> WHAT YOU HAVE TO DO:
Any picture in the data below gets skipped; print all the rest exactly.

> MATERIAL TO PROCESS:

== Segment start ==

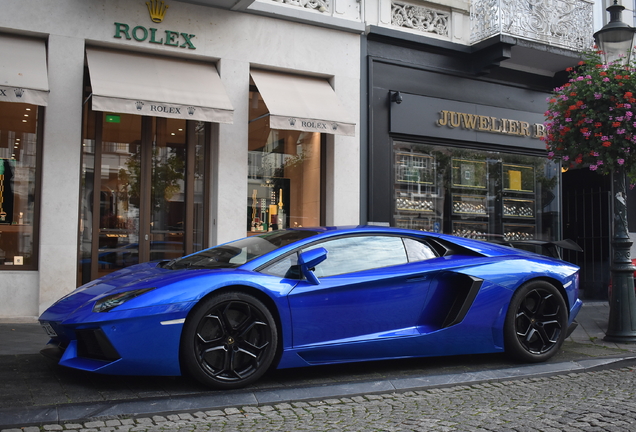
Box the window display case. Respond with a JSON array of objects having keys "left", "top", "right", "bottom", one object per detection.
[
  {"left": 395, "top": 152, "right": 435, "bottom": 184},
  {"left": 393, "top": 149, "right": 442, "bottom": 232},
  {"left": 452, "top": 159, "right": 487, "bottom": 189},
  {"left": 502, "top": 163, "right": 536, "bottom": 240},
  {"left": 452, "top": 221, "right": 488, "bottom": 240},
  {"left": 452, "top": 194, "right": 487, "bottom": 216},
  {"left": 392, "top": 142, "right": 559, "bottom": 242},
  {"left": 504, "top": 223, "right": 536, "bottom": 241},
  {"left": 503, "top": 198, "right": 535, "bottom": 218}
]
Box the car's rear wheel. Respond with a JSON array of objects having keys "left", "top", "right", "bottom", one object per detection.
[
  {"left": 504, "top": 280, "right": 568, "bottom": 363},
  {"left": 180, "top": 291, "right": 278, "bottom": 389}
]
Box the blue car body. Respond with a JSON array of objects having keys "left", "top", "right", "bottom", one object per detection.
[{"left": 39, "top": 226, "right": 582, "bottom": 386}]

== Segment end ==

> WRITTEN SOLUTION:
Box the window display case. Respond with a JSON array of objects having keys "left", "top", "right", "bottom", one object per detection.
[
  {"left": 395, "top": 152, "right": 435, "bottom": 184},
  {"left": 393, "top": 149, "right": 442, "bottom": 232},
  {"left": 452, "top": 159, "right": 487, "bottom": 189},
  {"left": 502, "top": 163, "right": 536, "bottom": 240},
  {"left": 452, "top": 221, "right": 488, "bottom": 240},
  {"left": 452, "top": 194, "right": 487, "bottom": 216},
  {"left": 392, "top": 142, "right": 559, "bottom": 242},
  {"left": 504, "top": 223, "right": 536, "bottom": 241},
  {"left": 503, "top": 198, "right": 535, "bottom": 218}
]
Box the car's rear wheel. Respond with a JSON array of objects having keys "left", "top", "right", "bottom", one object per detection.
[
  {"left": 504, "top": 280, "right": 568, "bottom": 363},
  {"left": 180, "top": 291, "right": 278, "bottom": 389}
]
Box the blue car body. Respond with a JSON array of objects having keys "left", "top", "right", "bottom", one object per detection.
[{"left": 39, "top": 226, "right": 582, "bottom": 386}]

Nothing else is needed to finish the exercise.